→ Task to carry out: Transcribe each of the following lines word for word, leaving every character unchanged.
[Start of The data]
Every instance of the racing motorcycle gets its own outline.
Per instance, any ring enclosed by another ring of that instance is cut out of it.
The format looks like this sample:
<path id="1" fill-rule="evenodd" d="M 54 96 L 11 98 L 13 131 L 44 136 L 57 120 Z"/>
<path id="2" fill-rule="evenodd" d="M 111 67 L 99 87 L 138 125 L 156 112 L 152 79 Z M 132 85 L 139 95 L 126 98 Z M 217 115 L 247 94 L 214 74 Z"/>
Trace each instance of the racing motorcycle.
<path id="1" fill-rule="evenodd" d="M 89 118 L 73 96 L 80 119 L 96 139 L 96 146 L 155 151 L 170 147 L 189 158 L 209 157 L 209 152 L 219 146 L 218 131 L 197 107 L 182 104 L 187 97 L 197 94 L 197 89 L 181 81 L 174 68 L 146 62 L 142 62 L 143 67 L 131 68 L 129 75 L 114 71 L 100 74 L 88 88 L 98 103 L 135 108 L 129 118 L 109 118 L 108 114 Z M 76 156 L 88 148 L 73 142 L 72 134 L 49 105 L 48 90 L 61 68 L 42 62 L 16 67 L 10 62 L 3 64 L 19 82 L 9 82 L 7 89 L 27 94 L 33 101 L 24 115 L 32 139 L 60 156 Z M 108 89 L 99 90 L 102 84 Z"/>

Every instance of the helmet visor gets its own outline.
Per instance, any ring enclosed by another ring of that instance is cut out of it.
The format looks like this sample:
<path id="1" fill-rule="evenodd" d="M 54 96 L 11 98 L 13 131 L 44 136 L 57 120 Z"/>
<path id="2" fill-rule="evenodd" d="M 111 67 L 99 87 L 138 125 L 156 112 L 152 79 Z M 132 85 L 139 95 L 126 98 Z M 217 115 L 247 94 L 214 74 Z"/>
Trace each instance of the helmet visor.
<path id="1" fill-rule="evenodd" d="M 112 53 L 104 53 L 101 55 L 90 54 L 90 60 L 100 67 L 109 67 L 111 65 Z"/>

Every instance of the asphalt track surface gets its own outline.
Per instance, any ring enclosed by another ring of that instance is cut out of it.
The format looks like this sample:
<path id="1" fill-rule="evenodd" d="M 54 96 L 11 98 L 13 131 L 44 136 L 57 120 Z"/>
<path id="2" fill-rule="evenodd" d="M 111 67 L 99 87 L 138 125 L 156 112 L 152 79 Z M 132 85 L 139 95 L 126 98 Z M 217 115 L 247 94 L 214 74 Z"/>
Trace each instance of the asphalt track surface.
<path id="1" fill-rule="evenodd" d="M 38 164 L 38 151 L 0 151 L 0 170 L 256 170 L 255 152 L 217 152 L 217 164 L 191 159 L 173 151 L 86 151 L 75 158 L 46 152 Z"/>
[End of The data]
→ Problem solution:
Every instance of the racing motorcycle gets its own outline.
Per instance, any ring enclosed by another ring of that instance is cut out of it.
The format looks like this sample:
<path id="1" fill-rule="evenodd" d="M 54 96 L 11 98 L 13 131 L 44 136 L 57 120 Z"/>
<path id="2" fill-rule="evenodd" d="M 111 67 L 99 87 L 138 125 L 156 112 L 152 79 Z M 132 85 L 139 95 L 126 98 Z M 217 115 L 247 94 L 214 74 Z"/>
Trace each instance of the racing motorcycle.
<path id="1" fill-rule="evenodd" d="M 89 118 L 73 96 L 80 119 L 96 139 L 96 146 L 155 151 L 170 147 L 189 158 L 209 157 L 209 152 L 219 146 L 218 131 L 197 107 L 182 104 L 187 97 L 197 94 L 197 89 L 181 81 L 174 68 L 146 62 L 142 62 L 143 67 L 131 68 L 129 75 L 114 71 L 100 74 L 88 88 L 98 103 L 135 108 L 129 118 L 109 118 L 108 114 Z M 76 156 L 88 148 L 73 142 L 72 134 L 49 105 L 48 90 L 61 68 L 42 62 L 16 67 L 10 62 L 3 64 L 19 82 L 9 82 L 7 89 L 27 94 L 33 101 L 24 115 L 32 139 L 60 156 Z M 108 89 L 99 90 L 102 84 Z"/>

Every instance of the helmet visor gets its own outline.
Per instance, any ring enclosed by another ring of that instance is cut out of it.
The format looks like this sample:
<path id="1" fill-rule="evenodd" d="M 54 96 L 11 98 L 13 131 L 44 136 L 57 120 Z"/>
<path id="2" fill-rule="evenodd" d="M 111 67 L 99 87 L 138 125 L 156 112 L 152 79 Z M 132 85 L 139 95 L 126 98 Z M 217 115 L 247 94 L 214 74 Z"/>
Trace each instance of the helmet visor.
<path id="1" fill-rule="evenodd" d="M 112 53 L 104 53 L 101 55 L 90 54 L 90 60 L 100 67 L 109 67 L 111 65 Z"/>

Every instance of the asphalt track surface gets its own outline.
Per instance, any ring enclosed by another ring of that instance is cut out of it.
The format looks like this sample:
<path id="1" fill-rule="evenodd" d="M 54 96 L 11 98 L 13 131 L 44 136 L 57 120 Z"/>
<path id="2" fill-rule="evenodd" d="M 111 67 L 99 87 L 138 125 L 156 112 L 152 79 Z M 132 85 L 139 95 L 126 98 Z M 217 115 L 247 94 L 214 74 Z"/>
Trace each instance of the asphalt track surface.
<path id="1" fill-rule="evenodd" d="M 38 164 L 38 151 L 0 151 L 0 170 L 256 170 L 255 152 L 217 152 L 217 164 L 191 159 L 173 151 L 86 151 L 75 158 L 46 152 Z"/>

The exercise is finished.